__Task goal__.
Lay out every line of the records below as a JSON list of strings, with one string per line and blank lines left out.

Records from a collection

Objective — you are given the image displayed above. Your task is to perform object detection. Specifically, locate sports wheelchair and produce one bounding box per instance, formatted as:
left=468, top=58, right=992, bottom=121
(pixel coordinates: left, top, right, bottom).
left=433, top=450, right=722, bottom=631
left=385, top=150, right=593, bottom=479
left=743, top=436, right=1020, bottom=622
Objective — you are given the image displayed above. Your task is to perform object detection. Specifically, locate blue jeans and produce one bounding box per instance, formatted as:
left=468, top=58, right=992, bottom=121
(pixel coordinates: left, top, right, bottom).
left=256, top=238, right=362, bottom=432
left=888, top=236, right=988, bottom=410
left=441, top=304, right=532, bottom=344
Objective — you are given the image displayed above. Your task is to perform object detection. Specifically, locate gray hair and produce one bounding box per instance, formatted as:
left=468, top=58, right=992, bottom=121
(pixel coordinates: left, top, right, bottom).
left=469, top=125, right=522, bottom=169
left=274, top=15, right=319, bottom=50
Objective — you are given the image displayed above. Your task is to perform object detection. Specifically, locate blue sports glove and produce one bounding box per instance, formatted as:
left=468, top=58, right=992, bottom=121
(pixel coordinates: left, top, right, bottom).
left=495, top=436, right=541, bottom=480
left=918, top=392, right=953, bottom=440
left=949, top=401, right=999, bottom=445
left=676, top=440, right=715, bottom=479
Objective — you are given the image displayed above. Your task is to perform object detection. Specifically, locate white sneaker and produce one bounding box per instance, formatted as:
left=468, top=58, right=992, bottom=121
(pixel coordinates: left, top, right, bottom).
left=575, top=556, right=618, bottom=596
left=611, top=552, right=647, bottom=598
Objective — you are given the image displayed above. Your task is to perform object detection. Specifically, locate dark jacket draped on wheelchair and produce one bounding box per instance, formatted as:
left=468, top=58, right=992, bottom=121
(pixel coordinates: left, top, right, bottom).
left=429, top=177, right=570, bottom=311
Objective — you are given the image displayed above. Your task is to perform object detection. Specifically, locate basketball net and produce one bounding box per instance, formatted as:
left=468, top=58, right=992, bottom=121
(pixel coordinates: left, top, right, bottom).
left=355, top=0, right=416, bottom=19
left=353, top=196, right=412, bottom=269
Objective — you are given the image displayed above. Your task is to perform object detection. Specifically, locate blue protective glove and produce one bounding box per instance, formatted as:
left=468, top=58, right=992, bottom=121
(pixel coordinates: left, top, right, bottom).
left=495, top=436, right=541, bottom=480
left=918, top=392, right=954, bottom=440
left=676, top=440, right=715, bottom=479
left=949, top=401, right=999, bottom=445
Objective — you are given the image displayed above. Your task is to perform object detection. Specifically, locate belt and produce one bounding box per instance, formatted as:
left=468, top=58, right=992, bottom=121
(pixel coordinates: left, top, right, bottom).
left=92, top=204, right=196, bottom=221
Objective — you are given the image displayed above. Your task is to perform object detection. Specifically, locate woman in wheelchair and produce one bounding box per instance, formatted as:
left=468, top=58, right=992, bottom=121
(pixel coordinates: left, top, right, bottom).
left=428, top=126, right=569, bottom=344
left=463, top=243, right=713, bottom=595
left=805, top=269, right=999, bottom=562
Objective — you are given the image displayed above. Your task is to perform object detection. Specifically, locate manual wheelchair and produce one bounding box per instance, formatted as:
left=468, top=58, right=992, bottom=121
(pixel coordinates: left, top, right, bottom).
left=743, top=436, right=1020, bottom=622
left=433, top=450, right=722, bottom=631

__Solution to this task__.
[
  "Objective — you are given the image displayed above. Your task is to perform object detection. Specifically, locate sports wheelchair and produce one bounding box per instance, formatted as:",
  "left=468, top=58, right=992, bottom=121",
  "(pixel coordinates: left, top, right, bottom).",
  "left=433, top=450, right=722, bottom=631",
  "left=385, top=150, right=593, bottom=479",
  "left=743, top=436, right=1020, bottom=622",
  "Objective — you are given the image displayed above. Your task is to perform object detection. Specifically, locate blue jeans and produce one bounding box per instance, formatted as:",
  "left=468, top=58, right=992, bottom=121",
  "(pixel coordinates: left, top, right, bottom).",
  "left=256, top=238, right=362, bottom=432",
  "left=888, top=236, right=988, bottom=410",
  "left=441, top=304, right=532, bottom=344",
  "Objective — you are given the image displayed above. Your task is to perform object detection. Specifically, locate gray hair and produce one bounding box per instance, formatted as:",
  "left=468, top=58, right=992, bottom=121",
  "(pixel coordinates: left, top, right, bottom).",
  "left=469, top=125, right=522, bottom=169",
  "left=274, top=15, right=319, bottom=50",
  "Objective — you are given the image displayed above. Your task is to perform object detection. Specifically, locate blue sports glove and produce one bounding box per instance, formatted as:",
  "left=468, top=58, right=992, bottom=121",
  "(pixel coordinates: left, top, right, bottom).",
  "left=495, top=436, right=541, bottom=480",
  "left=918, top=392, right=953, bottom=440",
  "left=949, top=401, right=999, bottom=445",
  "left=676, top=440, right=715, bottom=479",
  "Objective — you are given the image displayed above. Your task is to perform object detection. Specifically, locate white sneaker and produce one bounding box per instance, formatted as:",
  "left=468, top=58, right=992, bottom=121",
  "(pixel coordinates: left, top, right, bottom).",
  "left=575, top=556, right=618, bottom=596",
  "left=611, top=552, right=647, bottom=598",
  "Objective — you are given the image displayed above. Your task is to perform object detection. Specifically, locate dark jacket draped on wheelchair and produce one bounding box per instance, formatted as:",
  "left=468, top=58, right=992, bottom=121",
  "(pixel coordinates: left, top, right, bottom).",
  "left=429, top=177, right=570, bottom=311",
  "Objective — you are given the image displayed above. Your task is to perform object detection. Specifically, locate basketball net and produce one bounding box per instance, formatted as:",
  "left=468, top=58, right=992, bottom=121",
  "(pixel coordinates: left, top, right, bottom).",
  "left=355, top=0, right=416, bottom=19",
  "left=353, top=196, right=412, bottom=269",
  "Objective — you are given the image displayed above. Your task is to perform object detection. Specifically, locate blue protective glove and produce one bounding box per instance, formatted as:",
  "left=468, top=58, right=992, bottom=121",
  "(pixel coordinates: left, top, right, bottom).",
  "left=495, top=436, right=541, bottom=480",
  "left=918, top=392, right=954, bottom=440",
  "left=676, top=440, right=715, bottom=479",
  "left=949, top=401, right=999, bottom=445",
  "Objective — you are given the image displayed above. Your task is to perform object detection. Specifically, locate belt and produce one bounding box per instance, formatted as:",
  "left=468, top=58, right=992, bottom=121",
  "(pixel coordinates: left, top, right, bottom).",
  "left=92, top=204, right=196, bottom=221",
  "Objective — you are given the image displayed above. Your task is to perform object detection. Specifically, locate woman in wheelchair and produce one bounding box per instance, formatted as:",
  "left=468, top=58, right=992, bottom=121",
  "(pixel coordinates: left, top, right, bottom).",
  "left=428, top=126, right=569, bottom=344",
  "left=463, top=243, right=713, bottom=595",
  "left=805, top=269, right=999, bottom=562",
  "Objective — you are given the image displayed above. Your task is to perform object detection. Specifically, locate manual wheelchair and produce one bounding box per instance, formatted as:",
  "left=468, top=58, right=992, bottom=121",
  "(pixel coordinates: left, top, right, bottom).",
  "left=743, top=436, right=1020, bottom=622",
  "left=433, top=450, right=722, bottom=631"
]